* **What you have to do**: Which lines of the two blocks below contain the word "metal"? List every one of them, copying each in full, and treat case as significant.

* **Input records**:
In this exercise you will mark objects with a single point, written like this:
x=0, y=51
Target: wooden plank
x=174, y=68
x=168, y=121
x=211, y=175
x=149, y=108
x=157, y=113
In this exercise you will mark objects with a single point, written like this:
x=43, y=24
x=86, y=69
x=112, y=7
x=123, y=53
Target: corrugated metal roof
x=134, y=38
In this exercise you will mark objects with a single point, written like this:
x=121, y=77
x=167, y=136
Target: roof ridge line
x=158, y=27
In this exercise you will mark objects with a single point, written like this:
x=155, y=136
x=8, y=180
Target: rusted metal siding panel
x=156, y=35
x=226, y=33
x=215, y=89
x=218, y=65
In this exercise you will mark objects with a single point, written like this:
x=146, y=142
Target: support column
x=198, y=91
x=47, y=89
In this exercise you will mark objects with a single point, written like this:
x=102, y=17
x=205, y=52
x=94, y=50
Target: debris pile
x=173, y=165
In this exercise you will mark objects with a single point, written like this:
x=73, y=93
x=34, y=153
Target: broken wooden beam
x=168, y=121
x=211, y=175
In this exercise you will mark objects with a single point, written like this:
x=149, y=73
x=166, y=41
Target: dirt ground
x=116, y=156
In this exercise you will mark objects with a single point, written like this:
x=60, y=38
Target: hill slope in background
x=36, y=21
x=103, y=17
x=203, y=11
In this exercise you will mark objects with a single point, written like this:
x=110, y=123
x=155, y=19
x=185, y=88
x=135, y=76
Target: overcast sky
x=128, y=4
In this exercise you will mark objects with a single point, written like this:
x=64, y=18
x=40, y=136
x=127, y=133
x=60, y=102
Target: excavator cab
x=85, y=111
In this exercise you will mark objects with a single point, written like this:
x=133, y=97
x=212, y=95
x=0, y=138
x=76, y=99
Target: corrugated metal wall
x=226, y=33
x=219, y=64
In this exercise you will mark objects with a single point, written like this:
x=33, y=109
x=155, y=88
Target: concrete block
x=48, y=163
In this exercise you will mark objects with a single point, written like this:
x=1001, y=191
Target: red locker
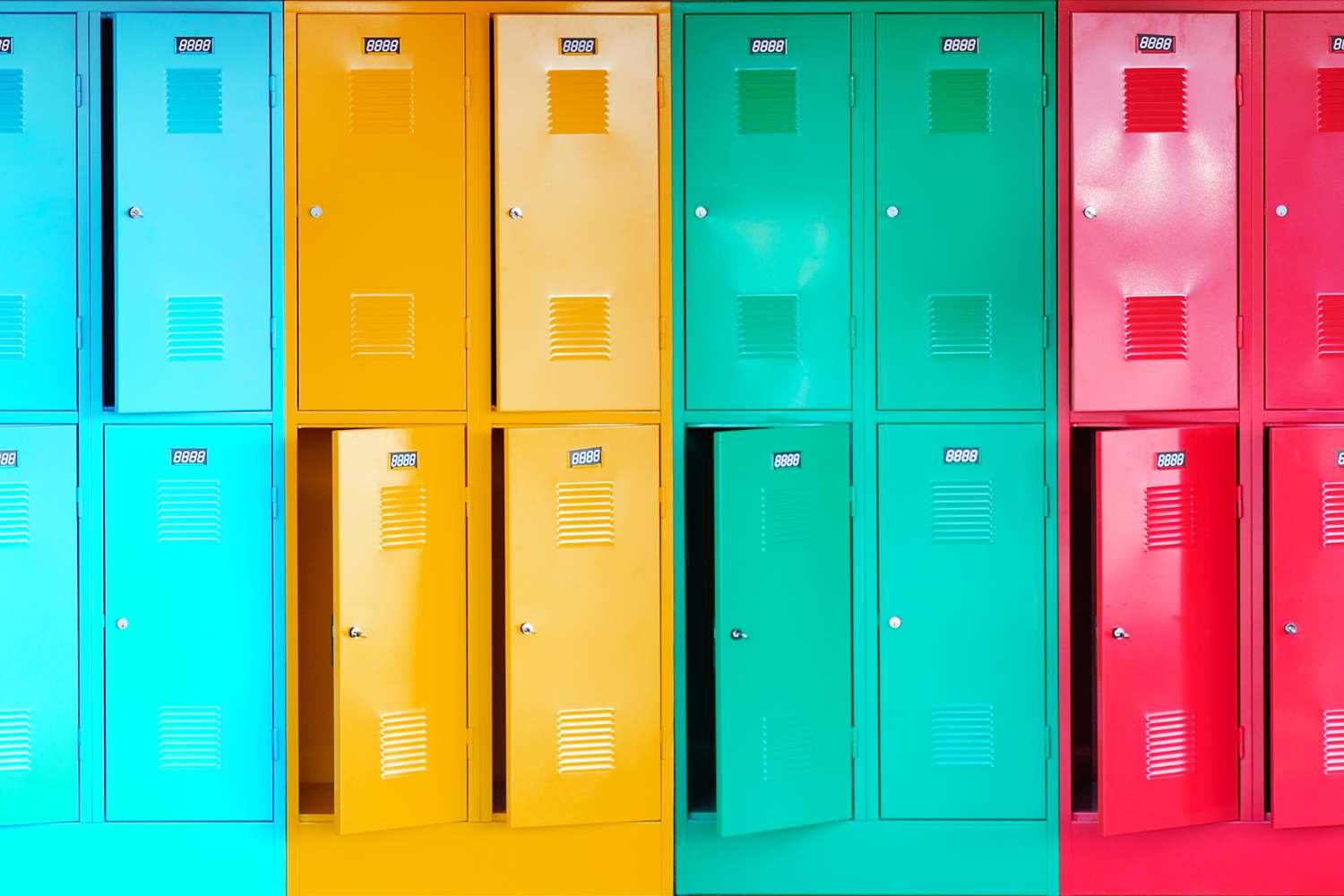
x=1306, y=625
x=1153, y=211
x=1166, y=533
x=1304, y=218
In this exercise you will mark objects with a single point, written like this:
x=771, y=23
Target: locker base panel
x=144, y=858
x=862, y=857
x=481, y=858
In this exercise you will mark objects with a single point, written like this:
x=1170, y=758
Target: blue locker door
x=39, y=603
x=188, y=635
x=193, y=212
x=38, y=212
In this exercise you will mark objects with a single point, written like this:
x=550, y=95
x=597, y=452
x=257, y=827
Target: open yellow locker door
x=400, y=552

* * *

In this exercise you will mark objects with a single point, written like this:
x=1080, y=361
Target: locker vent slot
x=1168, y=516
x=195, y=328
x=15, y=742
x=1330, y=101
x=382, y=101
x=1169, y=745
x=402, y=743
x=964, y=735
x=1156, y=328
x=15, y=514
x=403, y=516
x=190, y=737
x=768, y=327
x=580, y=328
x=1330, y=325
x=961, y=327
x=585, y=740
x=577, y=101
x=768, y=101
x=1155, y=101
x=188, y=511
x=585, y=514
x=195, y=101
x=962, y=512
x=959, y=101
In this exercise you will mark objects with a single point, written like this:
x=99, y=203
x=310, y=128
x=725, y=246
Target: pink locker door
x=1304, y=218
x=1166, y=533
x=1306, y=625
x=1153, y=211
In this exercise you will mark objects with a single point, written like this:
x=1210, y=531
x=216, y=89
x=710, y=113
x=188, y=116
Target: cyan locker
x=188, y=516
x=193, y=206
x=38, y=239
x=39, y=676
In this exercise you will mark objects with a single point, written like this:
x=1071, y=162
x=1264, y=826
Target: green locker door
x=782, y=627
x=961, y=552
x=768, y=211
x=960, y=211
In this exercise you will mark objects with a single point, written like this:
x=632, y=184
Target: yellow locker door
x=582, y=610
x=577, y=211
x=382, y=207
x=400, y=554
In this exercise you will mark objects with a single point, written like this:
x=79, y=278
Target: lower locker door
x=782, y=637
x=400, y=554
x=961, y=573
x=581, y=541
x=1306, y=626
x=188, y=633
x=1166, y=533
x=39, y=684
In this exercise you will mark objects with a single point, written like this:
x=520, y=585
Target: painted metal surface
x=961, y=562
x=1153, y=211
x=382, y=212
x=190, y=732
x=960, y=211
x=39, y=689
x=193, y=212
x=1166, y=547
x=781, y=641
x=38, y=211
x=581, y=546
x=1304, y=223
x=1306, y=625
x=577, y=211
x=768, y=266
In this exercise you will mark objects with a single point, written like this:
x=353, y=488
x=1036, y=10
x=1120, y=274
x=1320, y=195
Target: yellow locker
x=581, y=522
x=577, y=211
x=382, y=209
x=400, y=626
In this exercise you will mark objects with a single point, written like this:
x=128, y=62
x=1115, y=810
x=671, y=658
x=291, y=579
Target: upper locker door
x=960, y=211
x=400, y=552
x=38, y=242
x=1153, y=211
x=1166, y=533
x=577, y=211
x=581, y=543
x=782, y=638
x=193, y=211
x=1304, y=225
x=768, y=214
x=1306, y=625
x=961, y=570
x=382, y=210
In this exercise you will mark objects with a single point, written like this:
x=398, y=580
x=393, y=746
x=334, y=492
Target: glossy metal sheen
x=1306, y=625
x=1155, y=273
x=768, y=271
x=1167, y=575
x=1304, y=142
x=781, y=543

* **Final result**:
Target: corrugated metal roof
Target: rusted metal siding panel
Target: corrugated metal wall
Target: painted metal surface
Target: glossy metal sheen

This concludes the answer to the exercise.